Text excerpt =>
# # # #
Pie charts and bar graphs are the most common ways of displaying qualitative data. A spreadsheet program like Microsoft (MS) Excel can create both graphs. The first step for both graphs is to generate a frequency or relative frequency table. A frequency table summarizes the data and lists the number of occurrences of each data type.
Categorical Frequency Distribution
Suppose you have the following raw data for different car types for students parked in a college parking lot.
Ford, Chevy, Honda, Toyota, Other, Toyota, Nissan, Nissan, Chevy, Toyota, Honda, Chevy, Toyota, Nissan, Ford, Toyota, Other, Nissan, Chevy, Ford, Nissan, Toyota, Nissan, Ford, Chevy, Toyota, Nissan, Honda, Other, Chevy, Chevy, Honda, Toyota, Chevy, Ford, Nissan, Other, Toyota, Chevy, Honda, Chevy, Toyota, Chevy, Chevy, Nissan, Honda, Toyota, Toyota, Nissan, Other
Solution
A list of data is too hard to look at and analyze, so you need to summarize it. First, you need to decide the categories. Second, list the car types in the first column. Third, for the values in the frequency column, we count the number of cars per car type in the list. For example, there are 5 Fords, 12 Chevys, 6 Hondas, 12 Toyotas, 10 Nissans, and 5 Others. Finally, the total of the frequency column should be the number of observations in the data by adding all the frequency values. The total number of data values is denoted as n. In this example, n = 50. Based on the explanation above, the frequency distribution will look like the table below.
| Category | Frequency |
|---|---|
| Ford | 5 |
| Chevy | 12 |
| Honda | 6 |
| Toyota | 12 |
| Nissan | 10 |
| Other | 5 |
| Total | 50 |
A relative frequency is a percentage that is expressed in decimal form. Since raw data values are not as useful in describing data, it is better to create a third column that lists the relative frequency of each category. The relative frequency per category is the frequency divided by the total. For example, the Ford category is computed as follows:
relative frequency \(= \dfrac{5}{50} = 0.10\)
# # # #
Excerpt from a dataset:

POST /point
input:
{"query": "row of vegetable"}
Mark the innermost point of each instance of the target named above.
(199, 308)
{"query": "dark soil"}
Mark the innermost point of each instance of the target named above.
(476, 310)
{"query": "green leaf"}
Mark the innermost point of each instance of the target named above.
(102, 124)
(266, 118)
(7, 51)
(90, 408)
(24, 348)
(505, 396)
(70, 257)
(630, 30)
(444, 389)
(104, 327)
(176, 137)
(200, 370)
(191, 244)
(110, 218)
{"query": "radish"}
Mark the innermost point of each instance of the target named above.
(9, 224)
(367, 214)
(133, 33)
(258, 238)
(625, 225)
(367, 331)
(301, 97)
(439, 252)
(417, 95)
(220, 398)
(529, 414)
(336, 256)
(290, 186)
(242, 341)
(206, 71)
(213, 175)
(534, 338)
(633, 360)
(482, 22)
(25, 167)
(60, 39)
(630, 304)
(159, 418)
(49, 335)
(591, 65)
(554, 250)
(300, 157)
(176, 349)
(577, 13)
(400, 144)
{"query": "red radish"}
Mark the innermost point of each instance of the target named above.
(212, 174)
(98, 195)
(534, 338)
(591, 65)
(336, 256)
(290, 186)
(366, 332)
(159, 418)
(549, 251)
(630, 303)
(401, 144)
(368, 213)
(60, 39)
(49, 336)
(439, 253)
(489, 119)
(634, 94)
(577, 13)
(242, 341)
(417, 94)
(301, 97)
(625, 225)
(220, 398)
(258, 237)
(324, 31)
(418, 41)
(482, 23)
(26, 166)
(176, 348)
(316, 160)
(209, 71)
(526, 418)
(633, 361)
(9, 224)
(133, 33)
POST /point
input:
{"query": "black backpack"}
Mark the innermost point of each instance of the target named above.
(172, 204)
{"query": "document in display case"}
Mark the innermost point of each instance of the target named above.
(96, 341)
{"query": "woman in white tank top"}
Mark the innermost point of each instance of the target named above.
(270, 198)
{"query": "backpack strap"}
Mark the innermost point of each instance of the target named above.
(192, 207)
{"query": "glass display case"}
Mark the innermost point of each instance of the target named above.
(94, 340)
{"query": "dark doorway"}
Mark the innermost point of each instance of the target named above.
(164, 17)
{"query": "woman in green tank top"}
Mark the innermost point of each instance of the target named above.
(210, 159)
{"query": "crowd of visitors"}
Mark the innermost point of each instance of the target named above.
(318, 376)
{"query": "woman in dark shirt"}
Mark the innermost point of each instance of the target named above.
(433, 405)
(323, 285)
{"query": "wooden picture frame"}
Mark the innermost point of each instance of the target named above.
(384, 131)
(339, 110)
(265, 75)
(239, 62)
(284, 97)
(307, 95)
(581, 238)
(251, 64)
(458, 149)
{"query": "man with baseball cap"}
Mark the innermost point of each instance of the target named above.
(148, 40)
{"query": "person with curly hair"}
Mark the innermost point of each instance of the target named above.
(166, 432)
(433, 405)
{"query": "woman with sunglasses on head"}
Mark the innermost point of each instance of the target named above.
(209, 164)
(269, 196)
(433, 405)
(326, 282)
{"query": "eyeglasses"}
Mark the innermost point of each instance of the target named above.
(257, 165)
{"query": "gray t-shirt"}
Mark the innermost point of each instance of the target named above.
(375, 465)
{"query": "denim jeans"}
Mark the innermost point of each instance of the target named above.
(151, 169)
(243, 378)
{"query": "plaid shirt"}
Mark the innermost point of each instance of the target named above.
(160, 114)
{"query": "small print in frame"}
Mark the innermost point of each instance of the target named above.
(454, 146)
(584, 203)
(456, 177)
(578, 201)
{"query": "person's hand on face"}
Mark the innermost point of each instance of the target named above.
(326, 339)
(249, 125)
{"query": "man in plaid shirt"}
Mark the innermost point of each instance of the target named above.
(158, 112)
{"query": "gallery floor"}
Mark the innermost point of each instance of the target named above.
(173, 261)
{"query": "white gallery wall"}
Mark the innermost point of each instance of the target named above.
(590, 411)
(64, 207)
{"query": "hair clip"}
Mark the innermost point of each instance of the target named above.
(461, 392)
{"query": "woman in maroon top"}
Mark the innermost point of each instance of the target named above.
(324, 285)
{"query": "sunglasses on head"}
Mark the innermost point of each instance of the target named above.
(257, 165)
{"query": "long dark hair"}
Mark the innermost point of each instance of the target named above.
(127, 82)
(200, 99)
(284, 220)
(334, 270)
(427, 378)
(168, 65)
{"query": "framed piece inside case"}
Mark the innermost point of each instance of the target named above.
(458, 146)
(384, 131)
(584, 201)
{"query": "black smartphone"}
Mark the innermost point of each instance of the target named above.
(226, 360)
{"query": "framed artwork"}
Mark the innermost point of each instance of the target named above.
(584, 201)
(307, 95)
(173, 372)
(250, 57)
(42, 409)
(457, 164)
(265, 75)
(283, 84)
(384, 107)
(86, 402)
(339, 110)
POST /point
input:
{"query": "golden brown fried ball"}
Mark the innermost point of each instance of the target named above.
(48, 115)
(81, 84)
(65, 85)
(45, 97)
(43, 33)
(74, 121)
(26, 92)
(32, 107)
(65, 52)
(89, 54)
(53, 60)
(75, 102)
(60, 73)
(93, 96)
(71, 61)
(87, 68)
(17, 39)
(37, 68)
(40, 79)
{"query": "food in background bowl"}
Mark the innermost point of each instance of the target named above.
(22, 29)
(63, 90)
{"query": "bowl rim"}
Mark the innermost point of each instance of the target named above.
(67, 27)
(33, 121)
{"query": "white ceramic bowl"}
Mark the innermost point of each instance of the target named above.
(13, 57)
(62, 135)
# # # #
Things to do =>
1. In the text on car-type frequency tables, which two car types each have a frequency of 12?
2. Turn the paragraph of the car-type frequency text that begins "Pie charts and bar graphs" into a short list that keeps its main facts.

Per-task answers =>
1. Chevy and Toyota.

2.
- Pie charts and bar graphs are the most common ways to display qualitative data.
- A spreadsheet program such as Microsoft (MS) Excel can make both graphs.
- The first step for either graph is to build a frequency or relative frequency table.
- A frequency table sums up the data and lists how many times each data type occurs.